§ Exercise
Pictures do not belong in the copy; quote every entry below exactly.

___ Records for this exercise ___

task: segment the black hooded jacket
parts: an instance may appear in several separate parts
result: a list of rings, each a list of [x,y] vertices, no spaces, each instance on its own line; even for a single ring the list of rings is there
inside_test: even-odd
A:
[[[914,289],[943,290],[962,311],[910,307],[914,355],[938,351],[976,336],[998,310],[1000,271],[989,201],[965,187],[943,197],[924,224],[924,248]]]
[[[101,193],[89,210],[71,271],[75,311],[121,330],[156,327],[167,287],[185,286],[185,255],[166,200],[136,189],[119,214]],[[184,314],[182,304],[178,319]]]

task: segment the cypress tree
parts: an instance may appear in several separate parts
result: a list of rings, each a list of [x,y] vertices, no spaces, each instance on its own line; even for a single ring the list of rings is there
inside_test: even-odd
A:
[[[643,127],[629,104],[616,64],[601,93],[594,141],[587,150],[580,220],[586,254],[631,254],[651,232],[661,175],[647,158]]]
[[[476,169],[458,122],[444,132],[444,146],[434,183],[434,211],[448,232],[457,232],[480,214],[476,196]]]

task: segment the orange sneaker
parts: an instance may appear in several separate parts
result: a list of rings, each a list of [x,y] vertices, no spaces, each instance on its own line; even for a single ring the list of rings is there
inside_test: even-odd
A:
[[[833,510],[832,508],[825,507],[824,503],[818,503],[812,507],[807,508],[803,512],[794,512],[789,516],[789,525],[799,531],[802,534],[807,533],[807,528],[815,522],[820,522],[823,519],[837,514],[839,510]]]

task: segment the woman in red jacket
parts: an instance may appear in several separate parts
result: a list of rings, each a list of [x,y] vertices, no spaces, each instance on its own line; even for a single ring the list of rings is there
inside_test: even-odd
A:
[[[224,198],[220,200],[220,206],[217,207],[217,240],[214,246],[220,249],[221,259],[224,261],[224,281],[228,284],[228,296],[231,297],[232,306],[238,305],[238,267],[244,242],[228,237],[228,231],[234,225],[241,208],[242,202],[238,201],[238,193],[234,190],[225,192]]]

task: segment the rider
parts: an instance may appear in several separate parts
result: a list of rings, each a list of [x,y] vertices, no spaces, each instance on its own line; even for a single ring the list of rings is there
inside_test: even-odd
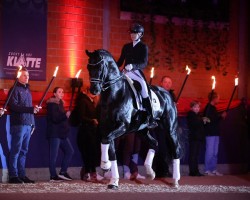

___

§ Written reply
task: segment the black hooded jacket
parts: an instance may appear in several separate parts
result: a list of rings, each a list of [x,y] vertices, no spaces, each instance on its own line; even for a single ring the list of rings is there
inside_test: even-odd
A:
[[[914,289],[943,290],[962,311],[910,307],[914,355],[938,351],[976,336],[998,310],[1000,271],[989,201],[965,187],[943,197],[924,224],[924,248]]]
[[[101,193],[89,210],[71,271],[75,311],[121,330],[156,327],[167,287],[185,286],[185,255],[166,200],[136,189],[119,214]],[[184,314],[182,304],[178,319]]]

task: segment the cypress tree
parts: an instance may appear in several separate parts
result: a list of rings, each a list of [x,y] vertices, no spaces, each instance on its own line; even for a single ring the list of rings is there
inside_test: even-odd
A:
[[[643,127],[629,104],[616,64],[601,93],[594,141],[587,150],[580,220],[586,254],[631,254],[651,232],[661,175],[647,158]]]
[[[476,169],[458,122],[444,132],[444,146],[434,183],[434,211],[448,232],[457,232],[480,214],[476,196]]]

task: segment the orange sneaker
parts: an instance may appear in several separate parts
result: a list of rings, each a list of [x,y] vertices, no spaces, each instance on its own line; even for a single ring the list of rings is there
inside_test: even-odd
A:
[[[833,510],[832,508],[825,507],[824,503],[818,503],[812,507],[807,508],[803,512],[794,512],[789,516],[789,525],[799,531],[802,534],[807,533],[807,528],[815,522],[820,522],[823,519],[837,514],[839,510]]]

task: segment the woman in red jacket
parts: an instance may appear in several separate parts
result: a list of rings, each a list of [x,y] vertices, no spaces, each instance on its own line; even for a single ring the list of rings is there
inside_test: even-odd
A:
[[[224,198],[220,200],[220,206],[217,207],[217,240],[214,246],[220,249],[221,259],[224,261],[224,281],[228,284],[228,296],[231,297],[232,306],[238,305],[238,267],[244,242],[228,237],[228,231],[234,225],[241,208],[242,202],[238,201],[238,193],[234,190],[225,192]]]

task: segment the rider
parts: an instance may appear in several separate parts
result: a list of rings, each a list of [x,y] vertices, no spaces, each instance on its own line; even for a single ring the list of rings is there
inside_test: even-odd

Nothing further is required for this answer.